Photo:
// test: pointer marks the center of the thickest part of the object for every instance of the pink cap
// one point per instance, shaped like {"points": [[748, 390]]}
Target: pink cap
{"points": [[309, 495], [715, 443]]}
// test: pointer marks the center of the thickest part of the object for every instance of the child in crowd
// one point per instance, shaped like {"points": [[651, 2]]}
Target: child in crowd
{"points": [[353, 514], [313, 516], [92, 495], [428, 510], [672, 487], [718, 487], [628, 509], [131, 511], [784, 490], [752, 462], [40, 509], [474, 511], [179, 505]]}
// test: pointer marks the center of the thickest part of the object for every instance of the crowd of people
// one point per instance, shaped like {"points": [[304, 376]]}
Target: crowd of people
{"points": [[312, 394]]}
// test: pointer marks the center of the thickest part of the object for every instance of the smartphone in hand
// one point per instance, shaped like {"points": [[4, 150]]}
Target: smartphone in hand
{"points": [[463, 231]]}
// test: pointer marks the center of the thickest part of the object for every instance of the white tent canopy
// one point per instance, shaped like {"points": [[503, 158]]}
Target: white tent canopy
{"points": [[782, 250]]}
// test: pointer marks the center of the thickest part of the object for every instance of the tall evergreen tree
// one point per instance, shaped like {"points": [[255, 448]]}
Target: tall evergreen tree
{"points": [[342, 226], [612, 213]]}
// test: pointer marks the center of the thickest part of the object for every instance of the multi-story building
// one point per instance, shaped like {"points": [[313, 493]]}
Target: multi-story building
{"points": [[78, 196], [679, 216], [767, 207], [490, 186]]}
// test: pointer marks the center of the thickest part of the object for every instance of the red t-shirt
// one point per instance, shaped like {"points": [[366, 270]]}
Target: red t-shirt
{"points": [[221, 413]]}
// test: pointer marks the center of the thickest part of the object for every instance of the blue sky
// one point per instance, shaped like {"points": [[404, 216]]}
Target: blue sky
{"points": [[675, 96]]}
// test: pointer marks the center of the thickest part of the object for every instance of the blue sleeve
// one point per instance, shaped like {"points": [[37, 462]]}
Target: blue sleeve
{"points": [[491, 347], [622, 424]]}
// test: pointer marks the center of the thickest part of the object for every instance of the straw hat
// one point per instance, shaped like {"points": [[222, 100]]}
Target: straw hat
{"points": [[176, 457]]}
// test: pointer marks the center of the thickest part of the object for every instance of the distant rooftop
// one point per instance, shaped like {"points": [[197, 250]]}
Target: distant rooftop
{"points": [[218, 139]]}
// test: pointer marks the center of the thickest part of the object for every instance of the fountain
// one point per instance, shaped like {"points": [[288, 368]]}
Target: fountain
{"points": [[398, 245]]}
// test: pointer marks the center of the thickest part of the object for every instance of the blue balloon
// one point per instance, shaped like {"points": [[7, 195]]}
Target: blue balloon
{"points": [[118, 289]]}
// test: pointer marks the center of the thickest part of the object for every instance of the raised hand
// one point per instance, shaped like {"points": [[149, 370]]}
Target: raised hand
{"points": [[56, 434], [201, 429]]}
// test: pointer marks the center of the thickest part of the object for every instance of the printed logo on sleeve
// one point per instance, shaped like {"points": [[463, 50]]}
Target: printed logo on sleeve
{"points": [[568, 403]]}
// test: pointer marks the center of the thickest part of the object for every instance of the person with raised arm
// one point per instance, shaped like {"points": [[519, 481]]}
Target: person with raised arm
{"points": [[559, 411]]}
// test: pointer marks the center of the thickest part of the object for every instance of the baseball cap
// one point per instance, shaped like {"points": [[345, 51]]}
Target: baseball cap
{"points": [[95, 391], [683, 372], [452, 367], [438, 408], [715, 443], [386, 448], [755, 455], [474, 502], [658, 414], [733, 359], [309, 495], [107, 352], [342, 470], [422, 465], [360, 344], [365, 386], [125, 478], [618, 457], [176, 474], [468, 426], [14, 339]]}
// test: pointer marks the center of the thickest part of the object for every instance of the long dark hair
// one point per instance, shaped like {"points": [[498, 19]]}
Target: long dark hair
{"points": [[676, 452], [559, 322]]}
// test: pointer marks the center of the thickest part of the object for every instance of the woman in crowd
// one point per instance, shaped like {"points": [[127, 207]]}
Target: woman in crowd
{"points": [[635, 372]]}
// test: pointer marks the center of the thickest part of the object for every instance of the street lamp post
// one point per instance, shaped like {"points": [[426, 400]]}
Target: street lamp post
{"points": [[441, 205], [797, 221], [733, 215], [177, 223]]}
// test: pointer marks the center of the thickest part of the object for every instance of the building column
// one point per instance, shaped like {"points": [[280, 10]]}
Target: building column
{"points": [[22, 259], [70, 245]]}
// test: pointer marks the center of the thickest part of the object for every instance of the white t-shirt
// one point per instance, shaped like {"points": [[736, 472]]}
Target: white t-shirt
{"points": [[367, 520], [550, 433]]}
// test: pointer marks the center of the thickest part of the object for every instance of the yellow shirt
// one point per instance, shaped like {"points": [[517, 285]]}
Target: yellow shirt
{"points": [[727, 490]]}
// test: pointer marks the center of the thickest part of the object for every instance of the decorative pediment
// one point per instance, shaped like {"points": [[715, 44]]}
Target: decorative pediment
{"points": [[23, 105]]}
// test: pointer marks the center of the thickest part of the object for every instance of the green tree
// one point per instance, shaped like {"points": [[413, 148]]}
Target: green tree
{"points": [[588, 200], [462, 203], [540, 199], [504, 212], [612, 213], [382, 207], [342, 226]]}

+++++

Work request
Once you find the line with "the raised hand" above, print it and every line after it up to and including the line with "the printed logo on sleeve", exactly as written and nothing else.

Written solution
// test: pointer marks the center of the thickest part of the object for every instance of the raised hand
// one point per instance, shaped like {"points": [[149, 370]]}
Target: raised hand
{"points": [[56, 434], [201, 429]]}
// test: pointer marks the center of the thickest part of the object for every instance of the printed logo on sleeve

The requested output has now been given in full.